Task prompt: Report every line of the data below that contains the string "bird", copying each such line in full.

(Excerpts of location labeling data)
★ ★ ★ ★ ★ ★ ★
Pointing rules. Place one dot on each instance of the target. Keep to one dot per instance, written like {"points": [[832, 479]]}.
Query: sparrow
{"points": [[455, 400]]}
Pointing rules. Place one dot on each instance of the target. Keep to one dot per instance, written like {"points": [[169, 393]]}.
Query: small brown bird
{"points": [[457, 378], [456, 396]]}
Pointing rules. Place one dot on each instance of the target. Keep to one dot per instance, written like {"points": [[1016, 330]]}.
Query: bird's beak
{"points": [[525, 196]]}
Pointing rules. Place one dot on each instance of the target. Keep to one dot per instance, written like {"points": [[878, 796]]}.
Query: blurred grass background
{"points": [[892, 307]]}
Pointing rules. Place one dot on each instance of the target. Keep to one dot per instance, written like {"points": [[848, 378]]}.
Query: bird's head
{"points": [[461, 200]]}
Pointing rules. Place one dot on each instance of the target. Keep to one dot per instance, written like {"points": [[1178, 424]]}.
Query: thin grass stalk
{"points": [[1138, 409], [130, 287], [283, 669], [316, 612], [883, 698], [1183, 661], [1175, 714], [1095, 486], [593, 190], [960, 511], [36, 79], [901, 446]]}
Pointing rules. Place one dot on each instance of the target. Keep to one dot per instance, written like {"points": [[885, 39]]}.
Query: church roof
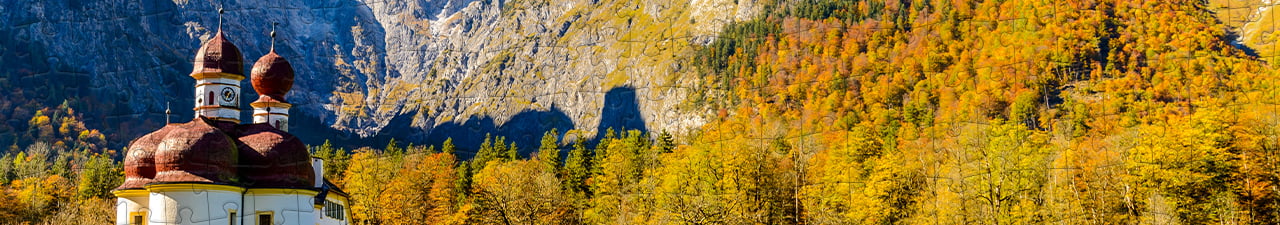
★ ★ ★ ★ ★ ★ ★
Result of the task:
Query: small brown bird
Query: bird's beak
Query: bird's head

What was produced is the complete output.